_GIVEN TEXT:_
- - -
Keywords: exercise transition; group III-Aδ and IV-C muscle afferents; muscle oxygen uptake kinetics; on-transient oxygen uptake kinetics; oxygen deficit; square-wave exercise.

Fig. 1.

Ideal schematic models illustrating modest-to-moderate intensity (A; <θ_L) compared with high-to-heavy (B; >θ_L) exercise intensity pulmonary O₂ uptake (V̇o₂) on-kinetics. Y_t is V̇o₂ at any time (t); Y_B is resting V̇O₂; A₁ is the amplitude of the steady-state increase in V̇o₂ above rest in phase II (fast primary component); A₂ (when present) is the amplitude of V̇o₂ above phase II (phase III, slow component); TD₁ and TD₂ (when present) are independent unconstrained time delays (phase II and III, respectively); and τ₁ and τ₂ are the time constants for phase II and phase III components, respectively. Phase I (cardiodynamic, limb-to-lung transit time) in these ideal theoretical models was constrained to the first 20 s at the onset of exercise. Compared with A, B shows that oxygen deficit (O₂def) can be increased by the presence of a slow phase III component.

Fig. 2.
- - -
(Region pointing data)

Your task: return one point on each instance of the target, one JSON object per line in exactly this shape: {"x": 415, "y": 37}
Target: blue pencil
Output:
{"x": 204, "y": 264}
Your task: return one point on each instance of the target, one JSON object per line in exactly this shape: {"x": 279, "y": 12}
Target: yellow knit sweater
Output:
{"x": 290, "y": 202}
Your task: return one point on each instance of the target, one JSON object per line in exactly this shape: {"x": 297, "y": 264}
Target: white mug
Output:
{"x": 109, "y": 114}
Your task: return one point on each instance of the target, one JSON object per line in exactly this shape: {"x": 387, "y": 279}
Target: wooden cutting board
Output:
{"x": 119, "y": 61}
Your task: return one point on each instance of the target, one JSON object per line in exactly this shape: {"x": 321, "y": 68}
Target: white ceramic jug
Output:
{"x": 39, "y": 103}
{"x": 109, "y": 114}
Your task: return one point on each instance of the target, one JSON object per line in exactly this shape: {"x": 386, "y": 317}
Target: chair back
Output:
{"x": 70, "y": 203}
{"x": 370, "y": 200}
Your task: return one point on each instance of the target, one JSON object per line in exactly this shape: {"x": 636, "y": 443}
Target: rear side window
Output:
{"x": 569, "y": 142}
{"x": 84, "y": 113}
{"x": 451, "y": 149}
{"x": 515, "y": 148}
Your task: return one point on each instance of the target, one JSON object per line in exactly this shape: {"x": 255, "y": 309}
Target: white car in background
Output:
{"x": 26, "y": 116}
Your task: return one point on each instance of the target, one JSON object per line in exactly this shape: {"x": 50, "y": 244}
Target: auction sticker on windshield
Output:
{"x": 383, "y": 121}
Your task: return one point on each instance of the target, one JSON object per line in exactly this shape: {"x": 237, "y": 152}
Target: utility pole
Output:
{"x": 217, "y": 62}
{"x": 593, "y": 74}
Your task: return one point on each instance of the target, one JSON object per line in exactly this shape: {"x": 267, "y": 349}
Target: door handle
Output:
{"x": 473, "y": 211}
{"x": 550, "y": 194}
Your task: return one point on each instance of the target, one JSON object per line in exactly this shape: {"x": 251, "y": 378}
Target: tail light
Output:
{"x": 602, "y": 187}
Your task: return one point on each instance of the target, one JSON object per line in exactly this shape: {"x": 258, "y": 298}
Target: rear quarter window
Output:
- - -
_PROBLEM TO SOLVE:_
Answer these questions using the text on oxygen uptake kinetics.
(a) To what time span was phase I constrained in the ideal theoretical models?
(b) What does A₂ stand for?
(c) According to the comparison of B with A, what can increase oxygen deficit?

_RESULT BELOW:_
(a) The first 20 s at the onset of exercise.
(b) The amplitude of V̇o₂ above phase II (phase III, slow component), when present.
(c) The presence of a slow phase III component.